### Tarea requerida A:
Reproduce sin ningún cambio todas las líneas de los registros, de la primera a la última.

═══

Biblia

Mirar la Palabra

La conformación de la memoria teológica

© unsplash / dillon groves

La afirmación de san Pablo sobre la comunidad de Corinto: «Ustedes son una carta que Cristo escribió por intermedio nuestro, no con tinta, sino con el Espíritu del Dios viviente, no en tablas de piedra, sino de carne, es decir, en los corazones» (2 Cor 3,3) nos recuerda la preocupación que Sócrates exponía en el diálogo platónico Fedro. Sócrates afirmaba que el discurso que pretende ser eficaz y que es capaz de transformar al hombre debe salir del alma del que habla y llegar al alma de quien escucha[1].

Si prestamos atención el texto de Pablo vemos que el discurso tiene, en primer lugar, la forma de una «carta», que además de tener un autor, «Cristo» – que está fuera del tiempo y del espacio –, y un redactor, el mismo Pablo («por intermedio nuestro») – en el tiempo y el espacio–, tiene un destinatario concreto («ustedes son»). Es, luego, palabra de Cristo que el Espíritu de Dios vivo, actuando sobre los destinatarios por ministerio del redactor, graba en sus corazones. Es palabra viva, que a la vez es capaz de dar vida en cuanto «nos ha capacitado para que seamos los ministros de una Nueva Alianza, que no reside en la letra, sino en el Espíritu; porque la letra mata, pero el Espíritu da vida» (2 Cor 3,6).

El discurso que llega al alma es el que se mantiene vivo y a la vez da vida. Es «Palabra» que sale de Dios, su «Padre» y que se graba en el alma por la acción del Espíritu (Jn 14,26). De esta manera, el discurso teológico tiene, desde el punto de vista del locutor, una matriz trinitaria. La Palabra – la Escritura – se convierte en fundamento de la relación entre Dios y el hombre.

═══

### Tarea requerida B:
Del texto sobre la memoria teológica, vuelve a escribir el fragmento que se abre con las palabras que contienen "La conformación de" y se cierra con "de quien escucha[1].", y sustituye "Corinto" por "Éfeso".

Registros sin procesar:
═══

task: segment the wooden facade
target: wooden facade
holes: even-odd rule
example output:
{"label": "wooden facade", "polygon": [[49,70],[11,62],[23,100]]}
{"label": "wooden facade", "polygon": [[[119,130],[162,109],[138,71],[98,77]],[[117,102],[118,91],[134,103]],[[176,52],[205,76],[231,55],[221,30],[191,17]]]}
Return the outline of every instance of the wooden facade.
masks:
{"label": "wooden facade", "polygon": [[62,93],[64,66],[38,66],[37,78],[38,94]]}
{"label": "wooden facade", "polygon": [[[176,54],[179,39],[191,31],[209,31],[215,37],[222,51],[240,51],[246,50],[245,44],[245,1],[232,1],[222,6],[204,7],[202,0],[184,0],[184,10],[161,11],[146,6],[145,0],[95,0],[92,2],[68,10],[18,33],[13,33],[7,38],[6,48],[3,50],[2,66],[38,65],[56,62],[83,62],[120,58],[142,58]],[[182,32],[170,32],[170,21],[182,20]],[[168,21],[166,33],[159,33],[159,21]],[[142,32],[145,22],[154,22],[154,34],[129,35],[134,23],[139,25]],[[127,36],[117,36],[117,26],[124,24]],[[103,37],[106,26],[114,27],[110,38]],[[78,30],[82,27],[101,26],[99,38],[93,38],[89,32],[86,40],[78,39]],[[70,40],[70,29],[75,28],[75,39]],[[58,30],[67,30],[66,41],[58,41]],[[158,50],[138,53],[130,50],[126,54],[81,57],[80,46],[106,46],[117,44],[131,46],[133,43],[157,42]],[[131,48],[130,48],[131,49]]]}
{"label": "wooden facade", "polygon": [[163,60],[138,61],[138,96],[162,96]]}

═══

### Respuesta completa A:
task: segment the wooden facade
target: wooden facade
holes: even-odd rule
example output:
{"label": "wooden facade", "polygon": [[49,70],[11,62],[23,100]]}
{"label": "wooden facade", "polygon": [[[119,130],[162,109],[138,71],[98,77]],[[117,102],[118,91],[134,103]],[[176,52],[205,76],[231,55],[221,30],[191,17]]]}
Return the outline of every instance of the wooden facade.
masks:
{"label": "wooden facade", "polygon": [[62,93],[64,66],[38,66],[37,78],[38,94]]}
{"label": "wooden facade", "polygon": [[[176,54],[179,39],[191,31],[209,31],[215,37],[222,51],[240,51],[246,50],[245,44],[245,1],[232,1],[222,6],[204,7],[202,0],[184,0],[184,10],[161,11],[146,6],[145,0],[95,0],[92,2],[68,10],[18,33],[13,33],[7,38],[6,48],[3,50],[2,66],[38,65],[56,62],[83,62],[120,58],[142,58]],[[182,32],[170,32],[170,21],[182,20]],[[168,21],[166,33],[159,33],[159,21]],[[142,32],[145,22],[154,22],[154,34],[129,35],[134,23],[139,25]],[[127,36],[117,36],[117,26],[124,24]],[[103,37],[106,26],[114,27],[110,38]],[[78,30],[82,27],[101,26],[99,38],[93,38],[89,32],[86,40],[78,39]],[[70,40],[70,29],[75,28],[75,39]],[[58,30],[67,30],[66,41],[58,41]],[[158,50],[138,53],[130,50],[126,54],[81,57],[80,46],[106,46],[117,44],[131,46],[133,43],[157,42]],[[131,48],[130,48],[131,49]]]}
{"label": "wooden facade", "polygon": [[163,60],[138,61],[138,96],[162,96]]}

### Respuesta completa B:
La conformación de la memoria teológica

© unsplash / dillon groves

La afirmación de san Pablo sobre la comunidad de Éfeso: «Ustedes son una carta que Cristo escribió por intermedio nuestro, no con tinta, sino con el Espíritu del Dios viviente, no en tablas de piedra, sino de carne, es decir, en los corazones» (2 Cor 3,3) nos recuerda la preocupación que Sócrates exponía en el diálogo platónico Fedro. Sócrates afirmaba que el discurso que pretende ser eficaz y que es capaz de transformar al hombre debe salir del alma del que habla y llegar al alma de quien escucha[1].